#### Materiale mostrato
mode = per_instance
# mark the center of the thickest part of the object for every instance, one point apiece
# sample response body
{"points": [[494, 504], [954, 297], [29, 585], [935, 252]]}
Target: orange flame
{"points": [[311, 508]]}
########
◆ **Richiesta**: Puoi riscrivere le righe di tutte le voci sostituendo "flame" con "spark" e lasciando invariato tutto il resto?

◆ **Compito svolto**:
mode = per_instance
# mark the center of the thickest part of the object for every instance, one point apiece
# sample response body
{"points": [[494, 504], [954, 297], [29, 585], [935, 252]]}
Target: orange spark
{"points": [[311, 508]]}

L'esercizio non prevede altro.